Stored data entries
- - - - - - -
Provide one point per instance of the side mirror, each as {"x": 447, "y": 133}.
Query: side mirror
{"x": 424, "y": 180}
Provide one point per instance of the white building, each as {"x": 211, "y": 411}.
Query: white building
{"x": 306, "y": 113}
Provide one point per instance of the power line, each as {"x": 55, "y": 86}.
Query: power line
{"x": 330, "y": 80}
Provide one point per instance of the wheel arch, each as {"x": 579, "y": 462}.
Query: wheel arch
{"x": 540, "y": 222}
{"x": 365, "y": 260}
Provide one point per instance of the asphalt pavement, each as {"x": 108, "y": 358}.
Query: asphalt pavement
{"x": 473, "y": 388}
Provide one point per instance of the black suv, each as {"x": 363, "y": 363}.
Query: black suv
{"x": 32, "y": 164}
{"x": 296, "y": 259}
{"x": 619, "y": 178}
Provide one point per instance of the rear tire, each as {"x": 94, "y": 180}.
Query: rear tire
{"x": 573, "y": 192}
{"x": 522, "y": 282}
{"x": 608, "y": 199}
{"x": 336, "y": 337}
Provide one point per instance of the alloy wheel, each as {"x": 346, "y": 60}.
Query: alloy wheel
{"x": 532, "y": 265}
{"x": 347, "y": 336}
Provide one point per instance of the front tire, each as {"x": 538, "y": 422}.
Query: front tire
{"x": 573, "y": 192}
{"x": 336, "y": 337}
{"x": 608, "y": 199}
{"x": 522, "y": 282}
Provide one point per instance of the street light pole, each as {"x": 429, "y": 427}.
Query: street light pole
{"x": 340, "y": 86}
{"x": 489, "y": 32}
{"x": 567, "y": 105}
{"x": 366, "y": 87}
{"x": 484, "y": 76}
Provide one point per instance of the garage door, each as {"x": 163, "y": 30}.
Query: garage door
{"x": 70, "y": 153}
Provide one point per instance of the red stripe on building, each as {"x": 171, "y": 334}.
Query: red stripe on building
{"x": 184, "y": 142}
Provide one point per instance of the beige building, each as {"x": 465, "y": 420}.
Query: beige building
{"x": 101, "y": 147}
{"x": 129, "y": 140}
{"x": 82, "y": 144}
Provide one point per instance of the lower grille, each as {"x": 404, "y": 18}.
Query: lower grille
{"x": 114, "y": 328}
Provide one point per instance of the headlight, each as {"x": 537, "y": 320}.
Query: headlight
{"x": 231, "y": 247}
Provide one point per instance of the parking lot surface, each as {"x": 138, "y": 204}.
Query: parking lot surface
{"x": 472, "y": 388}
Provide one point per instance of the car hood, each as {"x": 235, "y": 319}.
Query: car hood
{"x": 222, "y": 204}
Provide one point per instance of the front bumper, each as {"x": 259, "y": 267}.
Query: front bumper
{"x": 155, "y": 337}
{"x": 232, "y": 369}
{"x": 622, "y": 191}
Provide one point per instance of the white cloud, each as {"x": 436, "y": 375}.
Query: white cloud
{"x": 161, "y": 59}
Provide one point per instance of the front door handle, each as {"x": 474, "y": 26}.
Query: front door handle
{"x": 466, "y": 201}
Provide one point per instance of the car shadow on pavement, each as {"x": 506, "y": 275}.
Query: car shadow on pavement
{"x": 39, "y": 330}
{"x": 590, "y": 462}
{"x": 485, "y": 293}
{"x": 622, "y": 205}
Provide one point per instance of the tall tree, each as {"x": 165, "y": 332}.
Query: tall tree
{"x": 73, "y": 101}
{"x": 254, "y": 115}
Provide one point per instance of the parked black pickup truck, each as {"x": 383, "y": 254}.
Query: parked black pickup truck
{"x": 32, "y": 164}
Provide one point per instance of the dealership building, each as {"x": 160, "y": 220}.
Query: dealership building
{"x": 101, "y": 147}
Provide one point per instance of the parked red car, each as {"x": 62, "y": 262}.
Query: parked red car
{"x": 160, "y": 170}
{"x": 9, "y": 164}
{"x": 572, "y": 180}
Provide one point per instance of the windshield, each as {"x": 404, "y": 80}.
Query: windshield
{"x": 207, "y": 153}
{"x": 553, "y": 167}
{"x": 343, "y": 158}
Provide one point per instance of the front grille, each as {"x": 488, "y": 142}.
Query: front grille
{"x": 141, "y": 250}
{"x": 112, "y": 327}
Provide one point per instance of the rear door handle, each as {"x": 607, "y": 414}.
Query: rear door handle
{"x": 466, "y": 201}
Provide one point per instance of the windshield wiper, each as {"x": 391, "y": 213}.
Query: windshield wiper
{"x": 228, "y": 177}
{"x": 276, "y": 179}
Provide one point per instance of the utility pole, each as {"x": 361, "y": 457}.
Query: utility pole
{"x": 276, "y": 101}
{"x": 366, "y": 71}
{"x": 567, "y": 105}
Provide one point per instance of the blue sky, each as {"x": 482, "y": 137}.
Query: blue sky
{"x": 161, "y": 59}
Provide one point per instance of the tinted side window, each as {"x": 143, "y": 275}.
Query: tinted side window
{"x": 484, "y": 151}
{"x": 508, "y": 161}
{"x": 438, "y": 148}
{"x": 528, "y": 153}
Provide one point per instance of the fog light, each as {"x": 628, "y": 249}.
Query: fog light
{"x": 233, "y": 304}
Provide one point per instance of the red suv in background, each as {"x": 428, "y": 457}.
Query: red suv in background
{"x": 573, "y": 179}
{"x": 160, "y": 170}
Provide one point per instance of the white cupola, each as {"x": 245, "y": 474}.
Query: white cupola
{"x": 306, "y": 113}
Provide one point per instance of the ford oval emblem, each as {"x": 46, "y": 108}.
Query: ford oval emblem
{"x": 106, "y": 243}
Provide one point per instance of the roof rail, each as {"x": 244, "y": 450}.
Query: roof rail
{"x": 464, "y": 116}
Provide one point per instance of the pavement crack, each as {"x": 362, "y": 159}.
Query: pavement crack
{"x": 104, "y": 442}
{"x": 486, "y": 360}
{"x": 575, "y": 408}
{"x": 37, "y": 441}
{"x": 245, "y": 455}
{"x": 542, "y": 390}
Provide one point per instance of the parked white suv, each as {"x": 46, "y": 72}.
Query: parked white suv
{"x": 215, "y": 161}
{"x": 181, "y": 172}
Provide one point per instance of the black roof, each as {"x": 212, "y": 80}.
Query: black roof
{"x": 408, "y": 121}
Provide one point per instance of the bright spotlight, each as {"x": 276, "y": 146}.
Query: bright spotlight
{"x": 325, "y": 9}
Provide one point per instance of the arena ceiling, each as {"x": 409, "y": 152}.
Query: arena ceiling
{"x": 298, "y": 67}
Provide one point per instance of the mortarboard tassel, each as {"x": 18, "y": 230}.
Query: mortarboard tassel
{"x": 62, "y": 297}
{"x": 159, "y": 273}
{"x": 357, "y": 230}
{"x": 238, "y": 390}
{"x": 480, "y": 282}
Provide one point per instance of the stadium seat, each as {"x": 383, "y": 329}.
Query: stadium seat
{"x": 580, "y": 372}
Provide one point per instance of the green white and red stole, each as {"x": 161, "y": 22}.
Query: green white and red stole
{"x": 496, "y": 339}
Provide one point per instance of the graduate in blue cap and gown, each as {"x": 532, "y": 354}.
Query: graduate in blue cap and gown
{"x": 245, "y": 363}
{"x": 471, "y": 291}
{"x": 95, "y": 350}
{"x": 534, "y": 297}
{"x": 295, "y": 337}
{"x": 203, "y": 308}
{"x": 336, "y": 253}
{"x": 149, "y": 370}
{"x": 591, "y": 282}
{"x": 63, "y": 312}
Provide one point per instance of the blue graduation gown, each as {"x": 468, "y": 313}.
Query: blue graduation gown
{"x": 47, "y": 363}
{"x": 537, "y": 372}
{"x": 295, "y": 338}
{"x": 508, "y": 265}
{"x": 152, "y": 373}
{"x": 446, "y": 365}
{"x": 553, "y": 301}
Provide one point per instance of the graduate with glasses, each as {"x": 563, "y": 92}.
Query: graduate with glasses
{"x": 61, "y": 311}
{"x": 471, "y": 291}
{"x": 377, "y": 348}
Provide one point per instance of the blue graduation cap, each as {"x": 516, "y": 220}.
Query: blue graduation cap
- - - - - - -
Look through the entries above and quote exactly the lines from the line with "Provide one point per instance of the parked black" to the line with "Provide one point per instance of the dealership", counting both of those lines.

Task result:
Provide one point per instance of the parked black pickup truck, each as {"x": 383, "y": 254}.
Query: parked black pickup truck
{"x": 32, "y": 164}
Provide one point per instance of the dealership building, each as {"x": 160, "y": 220}.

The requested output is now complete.